[Segmentation labeling entries]
[start]
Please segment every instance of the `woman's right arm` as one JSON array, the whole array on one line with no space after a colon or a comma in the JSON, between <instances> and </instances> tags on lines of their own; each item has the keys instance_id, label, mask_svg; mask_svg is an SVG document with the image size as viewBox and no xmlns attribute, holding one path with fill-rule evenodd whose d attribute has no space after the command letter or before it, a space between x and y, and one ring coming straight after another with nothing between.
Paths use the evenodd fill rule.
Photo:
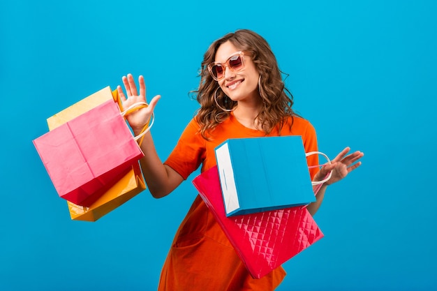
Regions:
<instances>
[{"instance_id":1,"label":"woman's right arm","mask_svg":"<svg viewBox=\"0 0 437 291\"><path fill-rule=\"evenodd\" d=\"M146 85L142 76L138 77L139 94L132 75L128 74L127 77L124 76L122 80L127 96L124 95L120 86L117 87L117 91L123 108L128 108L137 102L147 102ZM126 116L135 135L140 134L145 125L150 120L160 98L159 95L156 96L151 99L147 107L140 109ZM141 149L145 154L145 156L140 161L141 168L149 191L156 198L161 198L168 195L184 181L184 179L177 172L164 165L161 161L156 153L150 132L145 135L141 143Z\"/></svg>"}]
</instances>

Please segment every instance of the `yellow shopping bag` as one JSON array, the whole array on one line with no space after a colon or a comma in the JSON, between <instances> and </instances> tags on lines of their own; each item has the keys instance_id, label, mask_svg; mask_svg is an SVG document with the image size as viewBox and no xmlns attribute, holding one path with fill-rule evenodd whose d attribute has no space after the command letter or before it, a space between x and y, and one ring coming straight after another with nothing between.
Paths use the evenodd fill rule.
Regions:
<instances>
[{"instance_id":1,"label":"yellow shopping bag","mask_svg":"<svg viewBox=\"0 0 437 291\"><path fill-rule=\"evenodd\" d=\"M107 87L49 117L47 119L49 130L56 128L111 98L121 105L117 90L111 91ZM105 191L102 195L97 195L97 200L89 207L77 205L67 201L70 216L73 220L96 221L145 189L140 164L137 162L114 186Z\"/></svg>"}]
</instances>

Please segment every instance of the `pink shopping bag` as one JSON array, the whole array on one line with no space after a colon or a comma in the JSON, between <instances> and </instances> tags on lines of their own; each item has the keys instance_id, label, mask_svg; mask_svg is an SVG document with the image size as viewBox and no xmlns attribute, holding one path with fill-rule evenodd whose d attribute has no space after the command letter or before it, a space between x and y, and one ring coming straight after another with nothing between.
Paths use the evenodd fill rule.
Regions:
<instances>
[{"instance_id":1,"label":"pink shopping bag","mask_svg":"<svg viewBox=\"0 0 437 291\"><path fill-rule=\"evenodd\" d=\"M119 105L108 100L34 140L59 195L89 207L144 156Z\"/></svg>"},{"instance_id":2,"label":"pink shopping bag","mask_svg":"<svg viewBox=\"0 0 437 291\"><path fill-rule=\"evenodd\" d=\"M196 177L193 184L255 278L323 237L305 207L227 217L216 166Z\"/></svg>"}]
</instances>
[end]
[start]
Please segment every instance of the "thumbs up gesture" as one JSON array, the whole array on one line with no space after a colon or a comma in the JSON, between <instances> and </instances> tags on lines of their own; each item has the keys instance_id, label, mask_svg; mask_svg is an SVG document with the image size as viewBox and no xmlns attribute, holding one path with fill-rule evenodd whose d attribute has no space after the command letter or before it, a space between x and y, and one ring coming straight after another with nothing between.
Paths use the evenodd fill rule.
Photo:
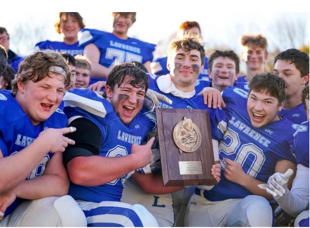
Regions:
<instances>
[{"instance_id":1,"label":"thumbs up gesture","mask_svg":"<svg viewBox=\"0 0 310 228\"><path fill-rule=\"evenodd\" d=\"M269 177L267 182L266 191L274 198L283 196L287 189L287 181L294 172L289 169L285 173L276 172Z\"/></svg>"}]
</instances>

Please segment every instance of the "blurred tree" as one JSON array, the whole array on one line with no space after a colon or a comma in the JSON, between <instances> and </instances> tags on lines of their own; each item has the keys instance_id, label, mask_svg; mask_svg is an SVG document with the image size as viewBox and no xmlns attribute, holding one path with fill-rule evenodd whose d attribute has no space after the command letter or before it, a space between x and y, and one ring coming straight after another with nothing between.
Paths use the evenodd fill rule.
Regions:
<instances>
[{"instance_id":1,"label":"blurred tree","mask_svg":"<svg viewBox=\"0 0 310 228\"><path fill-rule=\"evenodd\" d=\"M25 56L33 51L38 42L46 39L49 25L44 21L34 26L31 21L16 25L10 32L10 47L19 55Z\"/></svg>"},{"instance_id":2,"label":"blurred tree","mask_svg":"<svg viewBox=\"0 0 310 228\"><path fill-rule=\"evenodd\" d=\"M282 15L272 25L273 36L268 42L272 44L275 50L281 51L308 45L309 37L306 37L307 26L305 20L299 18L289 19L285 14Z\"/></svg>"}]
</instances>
[end]
Problem to solve: Please count how many lines in the records contain the string "blurred". Reply with the number alone.

Complete answer: 2